Work to do: Lay out every line of the data below as a numbered list, omitting any blank lines. Leave the pictures out of your answer.

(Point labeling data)
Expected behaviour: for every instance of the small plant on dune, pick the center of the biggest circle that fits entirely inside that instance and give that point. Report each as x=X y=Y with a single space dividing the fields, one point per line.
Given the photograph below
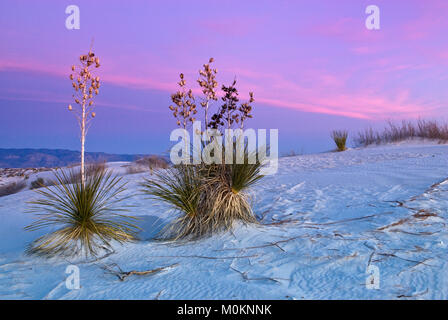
x=89 y=215
x=340 y=138
x=181 y=188
x=423 y=129
x=209 y=197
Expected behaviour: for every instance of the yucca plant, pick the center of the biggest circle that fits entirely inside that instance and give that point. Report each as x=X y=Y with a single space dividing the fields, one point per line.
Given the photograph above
x=88 y=214
x=340 y=138
x=207 y=197
x=181 y=188
x=228 y=197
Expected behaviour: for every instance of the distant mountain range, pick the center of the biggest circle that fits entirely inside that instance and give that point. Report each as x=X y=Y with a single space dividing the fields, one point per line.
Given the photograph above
x=50 y=158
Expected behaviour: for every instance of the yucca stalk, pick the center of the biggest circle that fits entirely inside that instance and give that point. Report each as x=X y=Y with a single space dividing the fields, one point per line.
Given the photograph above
x=86 y=87
x=88 y=215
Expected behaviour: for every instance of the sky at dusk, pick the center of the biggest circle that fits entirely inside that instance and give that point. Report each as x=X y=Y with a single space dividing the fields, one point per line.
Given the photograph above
x=312 y=65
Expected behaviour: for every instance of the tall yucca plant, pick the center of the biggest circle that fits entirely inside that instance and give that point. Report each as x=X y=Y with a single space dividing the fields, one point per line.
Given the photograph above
x=208 y=197
x=86 y=86
x=88 y=214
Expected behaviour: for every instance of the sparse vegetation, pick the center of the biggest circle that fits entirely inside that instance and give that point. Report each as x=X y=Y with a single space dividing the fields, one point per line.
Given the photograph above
x=86 y=87
x=208 y=197
x=340 y=138
x=423 y=129
x=89 y=215
x=38 y=183
x=12 y=187
x=145 y=164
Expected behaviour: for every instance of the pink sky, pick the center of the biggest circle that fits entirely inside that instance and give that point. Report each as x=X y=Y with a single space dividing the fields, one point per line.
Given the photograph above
x=310 y=56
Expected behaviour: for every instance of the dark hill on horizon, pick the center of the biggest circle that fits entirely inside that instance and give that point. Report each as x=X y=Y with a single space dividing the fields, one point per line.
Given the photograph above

Exercise answer:
1. Expected behaviour: for every instance of the small plant on dune, pick the center of the biggest circle that fits entirely inside that instance and give that point. Report each as x=X y=Y with a single space dividing the fields, one point per line.
2. Given the photograph below
3. x=89 y=215
4. x=340 y=138
5. x=181 y=188
6. x=423 y=129
7. x=209 y=197
8. Expected behaviour: for every instance of the yucca plant, pick the center of the biggest circle that fits entirely inside that instance and give that point. Report each as x=X y=Y with a single space dividing the fields, one point per line.
9. Given the photograph above
10. x=88 y=214
11. x=340 y=138
12. x=207 y=197
13. x=181 y=188
14. x=228 y=197
15. Expected behaviour: for every instance of the distant mountain range, pick the center of the biggest circle that fits entirely inside that instance and give that point. Report each as x=X y=Y with a single space dividing the fields, one point per line.
16. Given the photograph above
17. x=50 y=158
18. Expected behaviour: for every instance of the yucca stalk, pick the center of the biggest circle that fits entirely inside that instance and give that point. Report each as x=X y=Y with a single space dividing the fields, one point per line.
19. Given the photograph above
20. x=86 y=87
21. x=88 y=215
22. Expected behaviour: for every instance of the sky at dusk, pick the center of the biggest circle that fits entirely inside that instance and give that point. Report each as x=X y=Y with a single space dividing the fields, one point per line.
23. Given the photograph above
24. x=312 y=65
25. Expected behaviour: for every instance of the tall yucca plant, pick the center of the biggest circle that fits entirely inside that instance and give that point. Report each as x=X y=Y with a single space dividing the fields, one point per line.
26. Given the photograph above
27. x=208 y=197
28. x=86 y=86
29. x=88 y=214
30. Expected behaviour: for every instance of the sparse vegetation, pick the center of the biggest circle that fits entirely inside that instance and give that point. Report each as x=X y=Y with a single space dividing the fields, one point per line.
31. Given the photograph above
32. x=86 y=87
33. x=208 y=197
34. x=340 y=138
35. x=423 y=129
36. x=89 y=215
37. x=38 y=183
38. x=12 y=187
39. x=145 y=164
40. Expected behaviour: for every instance of the pink sky, pick the center of the biggest circle that fits entirely inside that instance and give that point. Report each as x=X y=Y with a single space dividing the fields, one point per line.
41. Given the photograph above
42. x=310 y=56
43. Expected behaviour: for every instance of the dark hill on horizon, pick the center of the biggest circle that fits entirely inside that instance and give that point. Report each as x=X y=Y with a single space dividing the fields, one point per line.
44. Given the photograph above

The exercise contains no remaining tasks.